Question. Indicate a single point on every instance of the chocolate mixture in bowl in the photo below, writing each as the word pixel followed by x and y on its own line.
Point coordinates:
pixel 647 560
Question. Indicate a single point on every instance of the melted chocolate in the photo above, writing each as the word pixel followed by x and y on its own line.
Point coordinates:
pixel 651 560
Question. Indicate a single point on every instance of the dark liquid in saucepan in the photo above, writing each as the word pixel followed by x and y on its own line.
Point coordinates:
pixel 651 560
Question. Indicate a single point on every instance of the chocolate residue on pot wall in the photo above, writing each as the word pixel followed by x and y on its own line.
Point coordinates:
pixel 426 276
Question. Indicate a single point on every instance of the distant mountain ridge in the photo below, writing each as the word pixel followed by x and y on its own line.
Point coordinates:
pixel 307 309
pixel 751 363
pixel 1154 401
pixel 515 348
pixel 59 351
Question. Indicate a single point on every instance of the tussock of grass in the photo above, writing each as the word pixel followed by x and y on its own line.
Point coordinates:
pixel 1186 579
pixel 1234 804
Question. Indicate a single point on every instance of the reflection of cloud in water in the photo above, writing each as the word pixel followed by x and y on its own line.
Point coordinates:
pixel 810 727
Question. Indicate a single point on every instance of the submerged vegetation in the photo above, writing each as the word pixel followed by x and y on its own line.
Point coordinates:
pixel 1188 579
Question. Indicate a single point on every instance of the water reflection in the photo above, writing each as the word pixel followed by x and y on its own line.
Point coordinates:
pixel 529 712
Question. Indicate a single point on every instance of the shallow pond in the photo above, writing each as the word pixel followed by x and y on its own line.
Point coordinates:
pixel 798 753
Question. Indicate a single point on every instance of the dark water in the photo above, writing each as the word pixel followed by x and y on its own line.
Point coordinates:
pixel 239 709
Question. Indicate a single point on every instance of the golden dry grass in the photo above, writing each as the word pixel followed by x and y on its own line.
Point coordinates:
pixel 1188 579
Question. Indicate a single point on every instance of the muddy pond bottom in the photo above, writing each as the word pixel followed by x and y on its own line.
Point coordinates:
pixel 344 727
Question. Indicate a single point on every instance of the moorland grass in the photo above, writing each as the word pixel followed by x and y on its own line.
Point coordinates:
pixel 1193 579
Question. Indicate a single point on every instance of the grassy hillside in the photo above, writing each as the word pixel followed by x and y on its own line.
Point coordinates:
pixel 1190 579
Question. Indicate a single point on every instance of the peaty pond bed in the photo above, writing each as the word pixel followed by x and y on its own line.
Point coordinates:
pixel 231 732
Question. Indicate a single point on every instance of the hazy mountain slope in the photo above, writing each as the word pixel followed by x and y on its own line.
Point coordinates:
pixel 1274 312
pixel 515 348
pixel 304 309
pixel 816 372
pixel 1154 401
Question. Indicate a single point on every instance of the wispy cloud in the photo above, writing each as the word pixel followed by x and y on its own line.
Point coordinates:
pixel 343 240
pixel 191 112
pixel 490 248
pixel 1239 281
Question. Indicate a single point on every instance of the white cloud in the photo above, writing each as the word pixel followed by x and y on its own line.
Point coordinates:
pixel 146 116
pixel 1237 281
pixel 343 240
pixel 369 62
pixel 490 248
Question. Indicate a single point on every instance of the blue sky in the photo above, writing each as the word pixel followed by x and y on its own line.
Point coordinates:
+-------+
Reproduce the stretch of lines from the one containing "the dark water" through the one containing "pixel 344 727", requests included, scaling every point coordinate in the answers by 1.8 and rounding each to a whole number, with halves rounded up.

:: Result for this task ::
Question. Indicate a single point on every instance of the dark water in the photo above, writing each as the word pixel followed by x and y on its own line.
Point coordinates:
pixel 430 1276
Question. Indicate a single point on every instance of the golden dry grass in the photo above, writing each as the word pixel followed by x and y on its own line.
Point coordinates:
pixel 2138 1042
Question. Indicate a single point on every instance of the muddy pond bottom in the photo above, writing each as the word pixel followed by x and y on its own line.
Point coordinates:
pixel 619 1309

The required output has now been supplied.